BEGIN Exercise text
The hospital consultant I was seeing (a consultant nephrologist and clinical ecologist) was studying food intolerances and allergies and had only recently added potatoes to his list of possibilities, after a chance remark from his secretary who said that she always felt sleepy when she had baked potato for lunch.

If you have a potato intolerance, then you will have to be very careful with so-called gluten-free products - potatoes are gluten-free and are often used as a wheat substitute in, for instance, bread. Airlines, for instance, only ever seem to offer bread made with potato flour if you specify a gluten-free diet - I always have to take my own food as I just can't trust them and the flight attendants never know what the ingredients are. Potato starch is widely used in all sorts of foods, even cheese and peppermints.

My consultant was convinced that potato intolerance was a likely indicator in most cases of narcolepsy where brain damage was not a factor. Tomatoes can also be soporific - when they were first brought to England by Sir Walter Raleigh, they were called 'Love Apples' - I have often wondered if they got their name, not because of aphrodisiac qualities, but because they rendered the lady unconscious and therefore more 'amenable'!

I also wonder whether the dietary advice during the awful 'wholemeal' 60 's and 70's when wheat bran was added to nearly everything, coming on top of war-time waste-not-want-not attitudes isn't to blame - we had it drummed into us that the best part of any fruit or vegetable was immediately under the skin and therefore we had to eat the skin to be sure of getting the only real nutrition..... this during a time when all kinds of pesticides and fertilizers which have subsequenly been banned because they are deadly poisonous were in common if not universal use.
END Exercise text
BEGIN Source material
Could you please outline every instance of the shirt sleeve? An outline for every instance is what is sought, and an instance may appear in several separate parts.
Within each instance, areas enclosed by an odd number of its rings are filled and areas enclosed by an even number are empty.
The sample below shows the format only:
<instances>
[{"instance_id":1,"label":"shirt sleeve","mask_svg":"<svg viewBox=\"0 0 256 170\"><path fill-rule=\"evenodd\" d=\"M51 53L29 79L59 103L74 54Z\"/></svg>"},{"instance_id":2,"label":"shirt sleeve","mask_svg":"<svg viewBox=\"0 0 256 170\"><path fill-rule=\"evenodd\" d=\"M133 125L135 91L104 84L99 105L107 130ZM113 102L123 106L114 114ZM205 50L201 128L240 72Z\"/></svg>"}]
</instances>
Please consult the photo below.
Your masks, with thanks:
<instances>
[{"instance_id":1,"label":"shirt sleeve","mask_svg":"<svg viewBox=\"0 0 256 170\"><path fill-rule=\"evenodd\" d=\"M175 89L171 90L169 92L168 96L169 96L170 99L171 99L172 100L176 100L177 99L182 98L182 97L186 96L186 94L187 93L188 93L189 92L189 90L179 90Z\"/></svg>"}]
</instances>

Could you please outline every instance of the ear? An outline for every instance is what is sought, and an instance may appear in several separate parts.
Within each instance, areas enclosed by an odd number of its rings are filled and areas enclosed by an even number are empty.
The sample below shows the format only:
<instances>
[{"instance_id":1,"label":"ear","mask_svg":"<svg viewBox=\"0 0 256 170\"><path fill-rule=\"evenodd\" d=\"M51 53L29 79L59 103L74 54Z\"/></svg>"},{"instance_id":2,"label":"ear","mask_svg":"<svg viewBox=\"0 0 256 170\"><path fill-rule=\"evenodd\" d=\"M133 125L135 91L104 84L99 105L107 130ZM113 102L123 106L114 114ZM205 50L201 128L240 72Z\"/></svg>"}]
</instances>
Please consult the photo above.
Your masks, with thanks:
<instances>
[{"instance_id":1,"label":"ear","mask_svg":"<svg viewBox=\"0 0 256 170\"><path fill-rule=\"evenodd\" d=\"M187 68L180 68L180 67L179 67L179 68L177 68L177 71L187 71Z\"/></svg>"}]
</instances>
END Source material
### Directions
**a.** Condense the paragraph of the potato intolerance text that begins "If you have a potato intolerance" into a short bulleted list that keeps its main facts.
**b.** Reproduce everything in the potato intolerance text from "I also wonder" down to "not universal use.", swapping "wheat bran" for "oat bran".

### Expected responses
**a.**
- People with a potato intolerance must be careful with gluten-free products, because potatoes are gluten-free and often replace wheat, for instance in bread.
- Airlines seem to offer only potato-flour bread for a gluten-free diet, and flight attendants never know the ingredients, so the writer always brings their own food.
- Potato starch is widely used in many foods, even cheese and peppermints.

**b.**
I also wonder whether the dietary advice during the awful 'wholemeal' 60 's and 70's when oat bran was added to nearly everything, coming on top of war-time waste-not-want-not attitudes isn't to blame - we had it drummed into us that the best part of any fruit or vegetable was immediately under the skin and therefore we had to eat the skin to be sure of getting the only real nutrition..... this during a time when all kinds of pesticides and fertilizers which have subsequenly been banned because they are deadly poisonous were in common if not universal use.